» **Cosa si chiede**:
**A.** Rispondi a queste domande sul brano sul nuovo Governo:
(i) Che cosa è buona prassi istituzionale fare quando nasce un nuovo Governo?
(ii) Chi sostiene che criticare significhi criminalizzare in anticipo la nuova compagine governativa?
(iii) Con che cosa il brano dice che il governo non agisce come se fosse?
**B.** Riproduci fedelmente la parte del brano sul nuovo Governo che si apre con le parole contenenti “Il nuovo Governo” e si chiude con “tutti i cittadini.”.

##### Testo da leggere #####

Il nuovo Governo e tutti i rischi di portare l’Italia fuori strada

Quando nasce un nuovo Governo è buona prassi istituzionale inviargli i migliori auguri nella speranza che faccia qualcosa di positivo per il paese. Ciò non toglie che critiche e sottolineature delle contraddizioni programmatiche siano non solo possibili ma anche opportune. Questo non significa criminalizzare in anticipo la nuova compagine governativa come sostiene Travaglio. Forse non ricorda bene, ma critiche ai programmi dei nuovi governi si sono sempre fatte e spesso con toni aspri. Del resto in politica è pericoloso dire “aspettiamo per vedere cosa fanno” perchè il governo non agisce come in un esperimento di laboratorio, ma incide sulla carne viva delle persone e quindi, una volta fatte certe scelte, poi tornare indietro è molto difficile e costoso per tutti i cittadini.

##### Voci del dataset #####

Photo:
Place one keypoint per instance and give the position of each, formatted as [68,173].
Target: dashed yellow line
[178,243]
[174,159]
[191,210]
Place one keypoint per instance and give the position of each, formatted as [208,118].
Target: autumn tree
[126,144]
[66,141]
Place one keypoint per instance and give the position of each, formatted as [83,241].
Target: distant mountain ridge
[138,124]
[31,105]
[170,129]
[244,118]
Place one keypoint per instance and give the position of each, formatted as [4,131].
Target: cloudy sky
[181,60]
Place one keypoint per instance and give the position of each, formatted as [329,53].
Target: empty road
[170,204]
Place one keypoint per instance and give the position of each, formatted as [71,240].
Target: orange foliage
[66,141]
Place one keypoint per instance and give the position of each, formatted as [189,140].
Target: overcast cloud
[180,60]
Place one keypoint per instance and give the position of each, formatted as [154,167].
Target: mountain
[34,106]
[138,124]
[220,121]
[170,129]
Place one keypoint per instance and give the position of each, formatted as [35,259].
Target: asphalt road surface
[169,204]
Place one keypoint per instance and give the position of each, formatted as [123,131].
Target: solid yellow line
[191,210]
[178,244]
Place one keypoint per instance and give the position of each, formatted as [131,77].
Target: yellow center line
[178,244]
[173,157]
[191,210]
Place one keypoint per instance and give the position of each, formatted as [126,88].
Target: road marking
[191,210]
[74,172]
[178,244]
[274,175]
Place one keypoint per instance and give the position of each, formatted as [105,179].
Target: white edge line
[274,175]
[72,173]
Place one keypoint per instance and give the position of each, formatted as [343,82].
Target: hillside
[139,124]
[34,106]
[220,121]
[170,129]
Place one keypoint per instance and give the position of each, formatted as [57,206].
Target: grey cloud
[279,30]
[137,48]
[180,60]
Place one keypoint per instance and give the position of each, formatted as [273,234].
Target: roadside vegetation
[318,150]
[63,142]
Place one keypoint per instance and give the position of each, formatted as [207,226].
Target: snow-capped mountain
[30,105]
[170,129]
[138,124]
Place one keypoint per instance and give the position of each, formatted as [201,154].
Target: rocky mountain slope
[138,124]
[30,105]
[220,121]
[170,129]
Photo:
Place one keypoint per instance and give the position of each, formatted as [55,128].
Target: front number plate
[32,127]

#####

» **Risposte ai compiti**:
**A.**
(i) Inviargli i migliori auguri nella speranza che faccia qualcosa di positivo per il paese.
(ii) Travaglio.
(iii) Come in un esperimento di laboratorio.

**B.**
Il nuovo Governo e tutti i rischi di portare l’Italia fuori strada

Quando nasce un nuovo Governo è buona prassi istituzionale inviargli i migliori auguri nella speranza che faccia qualcosa di positivo per il paese. Ciò non toglie che critiche e sottolineature delle contraddizioni programmatiche siano non solo possibili ma anche opportune. Questo non significa criminalizzare in anticipo la nuova compagine governativa come sostiene Travaglio. Forse non ricorda bene, ma critiche ai programmi dei nuovi governi si sono sempre fatte e spesso con toni aspri. Del resto in politica è pericoloso dire “aspettiamo per vedere cosa fanno” perchè il governo non agisce come in un esperimento di laboratorio, ma incide sulla carne viva delle persone e quindi, una volta fatte certe scelte, poi tornare indietro è molto difficile e costoso per tutti i cittadini.